--- Start Supplied information ---
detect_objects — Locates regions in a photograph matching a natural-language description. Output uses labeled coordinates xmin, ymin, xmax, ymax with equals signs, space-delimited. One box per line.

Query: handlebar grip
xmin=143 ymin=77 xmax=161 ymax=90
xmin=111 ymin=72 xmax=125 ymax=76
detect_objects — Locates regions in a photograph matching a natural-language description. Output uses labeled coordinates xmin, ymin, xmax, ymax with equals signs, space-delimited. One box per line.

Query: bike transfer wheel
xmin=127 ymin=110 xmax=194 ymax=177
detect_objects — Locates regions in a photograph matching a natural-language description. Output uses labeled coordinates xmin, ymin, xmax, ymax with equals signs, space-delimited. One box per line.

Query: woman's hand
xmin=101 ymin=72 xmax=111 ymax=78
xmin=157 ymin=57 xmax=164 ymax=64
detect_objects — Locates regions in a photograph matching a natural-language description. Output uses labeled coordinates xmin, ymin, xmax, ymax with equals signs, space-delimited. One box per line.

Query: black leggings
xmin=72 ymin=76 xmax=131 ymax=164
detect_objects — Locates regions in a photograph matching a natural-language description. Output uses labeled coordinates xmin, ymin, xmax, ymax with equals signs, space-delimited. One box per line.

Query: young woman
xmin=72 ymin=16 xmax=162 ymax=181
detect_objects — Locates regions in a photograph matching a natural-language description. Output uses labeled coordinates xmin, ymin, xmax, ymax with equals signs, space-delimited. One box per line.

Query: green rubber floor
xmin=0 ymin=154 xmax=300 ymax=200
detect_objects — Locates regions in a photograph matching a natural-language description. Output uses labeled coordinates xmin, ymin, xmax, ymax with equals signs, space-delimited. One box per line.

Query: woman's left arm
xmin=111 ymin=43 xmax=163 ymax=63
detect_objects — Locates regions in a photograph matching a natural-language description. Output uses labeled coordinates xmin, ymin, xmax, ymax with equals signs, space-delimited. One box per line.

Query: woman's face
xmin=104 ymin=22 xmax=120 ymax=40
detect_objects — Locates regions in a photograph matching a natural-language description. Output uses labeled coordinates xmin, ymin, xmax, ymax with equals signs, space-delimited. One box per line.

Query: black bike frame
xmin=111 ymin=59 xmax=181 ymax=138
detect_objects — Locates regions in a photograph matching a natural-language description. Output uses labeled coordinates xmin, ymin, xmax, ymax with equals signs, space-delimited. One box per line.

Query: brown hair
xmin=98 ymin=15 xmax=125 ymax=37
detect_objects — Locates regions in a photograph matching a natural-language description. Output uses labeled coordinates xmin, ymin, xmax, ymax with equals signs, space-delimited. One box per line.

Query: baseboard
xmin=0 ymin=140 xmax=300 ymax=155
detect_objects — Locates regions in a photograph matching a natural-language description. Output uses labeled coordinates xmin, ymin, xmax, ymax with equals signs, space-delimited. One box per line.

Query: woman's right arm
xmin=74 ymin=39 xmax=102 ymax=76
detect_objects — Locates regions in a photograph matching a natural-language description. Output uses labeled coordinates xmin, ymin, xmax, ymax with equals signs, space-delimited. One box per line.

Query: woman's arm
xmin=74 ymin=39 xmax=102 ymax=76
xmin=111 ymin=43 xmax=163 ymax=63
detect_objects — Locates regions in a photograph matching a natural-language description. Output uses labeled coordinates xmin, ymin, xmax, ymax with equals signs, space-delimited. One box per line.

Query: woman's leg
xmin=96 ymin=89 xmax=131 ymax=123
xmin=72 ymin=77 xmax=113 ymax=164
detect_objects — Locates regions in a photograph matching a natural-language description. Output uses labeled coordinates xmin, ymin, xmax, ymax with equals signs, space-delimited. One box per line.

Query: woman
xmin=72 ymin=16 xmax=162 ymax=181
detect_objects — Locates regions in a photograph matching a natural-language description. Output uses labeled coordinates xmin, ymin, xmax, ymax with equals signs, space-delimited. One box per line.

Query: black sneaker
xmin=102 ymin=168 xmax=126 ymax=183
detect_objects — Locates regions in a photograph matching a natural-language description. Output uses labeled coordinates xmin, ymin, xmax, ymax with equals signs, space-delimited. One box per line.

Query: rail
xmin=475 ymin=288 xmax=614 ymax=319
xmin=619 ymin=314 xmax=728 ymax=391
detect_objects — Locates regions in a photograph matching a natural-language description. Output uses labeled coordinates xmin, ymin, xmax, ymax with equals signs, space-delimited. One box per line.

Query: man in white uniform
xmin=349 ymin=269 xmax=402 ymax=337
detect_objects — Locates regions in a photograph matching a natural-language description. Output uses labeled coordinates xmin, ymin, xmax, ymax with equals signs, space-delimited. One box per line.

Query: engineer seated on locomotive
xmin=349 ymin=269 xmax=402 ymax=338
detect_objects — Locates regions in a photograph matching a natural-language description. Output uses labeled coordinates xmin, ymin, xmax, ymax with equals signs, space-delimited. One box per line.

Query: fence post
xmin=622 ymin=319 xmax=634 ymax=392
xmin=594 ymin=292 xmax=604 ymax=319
--- End Supplied information ---
- _Requirement_:
Copy the records above exactly, from their first line through the line with "xmin=127 ymin=110 xmax=194 ymax=177", including that line.

- _Finished task_:
detect_objects — Locates regions in a photograph matching a natural-language description. Output uses labeled coordinates xmin, ymin, xmax, ymax with equals signs, space-delimited. One box per line.

Query: handlebar grip
xmin=143 ymin=77 xmax=161 ymax=90
xmin=111 ymin=72 xmax=125 ymax=76
detect_objects — Locates regions in a photograph matching a natural-language description. Output uses labeled coordinates xmin, ymin, xmax, ymax with equals signs, space-delimited. One box per line.

Query: bike transfer wheel
xmin=127 ymin=110 xmax=194 ymax=177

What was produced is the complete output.